--- start of Document segment ---

The buttons are represented by the RadioButton class, and you group them using the RadioGroup class. Like buttons and checkboxes, you can use the android:onClick attribute on the buttons to call a method when the user makes a selection.
- Using radio buttons to set the typeface of a TextView
The activity_radio_button.xml layout and the RadioButtonActivity.java class in this chapter’s example project provide a simple demonstration of radio buttons and radio groups. It uses three radio buttons to let the user choose the typeface of a TextView. Whereas the previous section’s example let the user toggle several independent properties, the sans serif, serif, and monospace typeface values are mutually exclusive, so radio buttons are an appropriate choice for presenting these options.
The XML for a radio is a list of <RadioButton> elements surrounded by a <RadioGroup> element. Aside from ensuring that only one item is selection, the job of the RadioGroup is to arrange the radio buttons in a horizontal or vertical format. It’s actually a subclass of LinearLayout, so you can use the same android:orientation attribute to set the direction of the radio buttons. Each of the contained <RadioButton> elements are essentially the same as the buttons and checkboxes that we’ve been working with:
<RadioGroup
android:id="@+id/radioGroup"
android:layout_width="fill_parent"
android:layout_height="wrap_content"
android:orientation="vertical">
<RadioButton
android:id="@+id/radioButtonSans"
android:layout_width="wrap_content"
android:layout_height="wrap_content"
android:text="Sans Serif"
android:onClick="radioButtonClicked"/>
<RadioButton
android:id="@+id/radioButtonSerif"

--- end of Document segment ---
--- start of Information supplied ---

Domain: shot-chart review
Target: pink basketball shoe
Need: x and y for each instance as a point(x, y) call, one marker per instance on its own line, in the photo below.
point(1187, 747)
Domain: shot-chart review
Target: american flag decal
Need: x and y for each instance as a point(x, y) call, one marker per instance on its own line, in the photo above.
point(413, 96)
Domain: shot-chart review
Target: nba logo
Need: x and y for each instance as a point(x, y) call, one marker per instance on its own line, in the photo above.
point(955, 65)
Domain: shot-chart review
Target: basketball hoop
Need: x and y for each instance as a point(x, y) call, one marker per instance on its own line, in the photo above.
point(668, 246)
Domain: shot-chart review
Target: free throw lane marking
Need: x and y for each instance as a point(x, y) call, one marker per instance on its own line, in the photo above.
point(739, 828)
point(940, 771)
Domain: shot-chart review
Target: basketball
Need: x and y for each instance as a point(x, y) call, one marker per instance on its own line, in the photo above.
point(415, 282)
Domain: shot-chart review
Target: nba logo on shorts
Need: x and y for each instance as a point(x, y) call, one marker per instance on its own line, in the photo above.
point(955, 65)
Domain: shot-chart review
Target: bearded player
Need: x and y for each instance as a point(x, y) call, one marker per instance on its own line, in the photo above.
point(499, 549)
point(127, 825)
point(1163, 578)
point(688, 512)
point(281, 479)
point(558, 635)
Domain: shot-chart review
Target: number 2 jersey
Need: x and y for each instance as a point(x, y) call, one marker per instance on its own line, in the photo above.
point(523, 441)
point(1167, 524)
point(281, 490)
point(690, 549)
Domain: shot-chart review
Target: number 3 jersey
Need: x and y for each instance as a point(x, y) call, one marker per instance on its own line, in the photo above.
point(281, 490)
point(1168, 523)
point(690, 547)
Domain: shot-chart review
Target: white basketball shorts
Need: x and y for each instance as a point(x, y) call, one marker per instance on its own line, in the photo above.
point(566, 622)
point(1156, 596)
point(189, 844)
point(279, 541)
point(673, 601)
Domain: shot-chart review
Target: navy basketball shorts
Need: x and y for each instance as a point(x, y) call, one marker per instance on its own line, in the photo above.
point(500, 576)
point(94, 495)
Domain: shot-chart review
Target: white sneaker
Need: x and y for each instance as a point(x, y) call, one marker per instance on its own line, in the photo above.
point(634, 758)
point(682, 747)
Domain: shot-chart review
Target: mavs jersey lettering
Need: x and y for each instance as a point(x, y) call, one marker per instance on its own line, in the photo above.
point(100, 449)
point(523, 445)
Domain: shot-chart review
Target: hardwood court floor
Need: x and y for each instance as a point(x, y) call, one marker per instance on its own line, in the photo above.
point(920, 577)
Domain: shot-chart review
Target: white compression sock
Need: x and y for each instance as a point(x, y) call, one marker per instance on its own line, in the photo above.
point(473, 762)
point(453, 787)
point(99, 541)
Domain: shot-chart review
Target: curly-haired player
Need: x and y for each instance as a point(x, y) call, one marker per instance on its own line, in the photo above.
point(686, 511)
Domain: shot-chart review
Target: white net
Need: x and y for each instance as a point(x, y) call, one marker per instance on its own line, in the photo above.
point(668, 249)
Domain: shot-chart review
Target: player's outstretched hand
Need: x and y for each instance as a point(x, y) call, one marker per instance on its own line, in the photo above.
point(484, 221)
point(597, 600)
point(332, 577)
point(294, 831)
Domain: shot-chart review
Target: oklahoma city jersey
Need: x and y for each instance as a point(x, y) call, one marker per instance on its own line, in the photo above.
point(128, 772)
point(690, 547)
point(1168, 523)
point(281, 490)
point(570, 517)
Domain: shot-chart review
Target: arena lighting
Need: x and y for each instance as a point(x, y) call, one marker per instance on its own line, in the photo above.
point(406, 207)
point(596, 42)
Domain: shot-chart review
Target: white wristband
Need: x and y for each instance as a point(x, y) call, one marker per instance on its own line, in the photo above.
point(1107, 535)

--- end of Information supplied ---

▶ [Request 1]
Answer these questions about the radio button passage:
(a) Which class is used to group radio buttons?
(b) How many radio buttons does the example use to let the user choose the typeface of a TextView?
(c) Which class is RadioGroup a subclass of?
▶ [Request 2]
Rewrite the radio button passage from "The buttons are" up to and including "presenting these options.", replacing "typeface" with "font".
▶ [Request 3]
Say whether each statement agrees with the radio button passage, and quote the words that decide it:
(a) The android:onClick attribute can be used on radio buttons to call a method when the user makes a selection.
(b) The sans serif, serif, and monospace typeface values can be selected together.
(c) In the XML shown, the RadioGroup sets its orientation to horizontal.

▶ [Reply 1]
(a) The RadioGroup class.
(b) Three.
(c) LinearLayout.

▶ [Reply 2]
The buttons are represented by the RadioButton class, and you group them using the RadioGroup class. Like buttons and checkboxes, you can use the android:onClick attribute on the buttons to call a method when the user makes a selection.
- Using radio buttons to set the font of a TextView
The activity_radio_button.xml layout and the RadioButtonActivity.java class in this chapter’s example project provide a simple demonstration of radio buttons and radio groups. It uses three radio buttons to let the user choose the font of a TextView. Whereas the previous section’s example let the user toggle several independent properties, the sans serif, serif, and monospace font values are mutually exclusive, so radio buttons are an appropriate choice for presenting these options.

▶ [Reply 3]
(a) Yes: "you can use the android:onClick attribute on the buttons to call a method when the user makes a selection"
(b) No: "the sans serif, serif, and monospace typeface values are mutually exclusive"
(c) No: "android:orientation="vertical""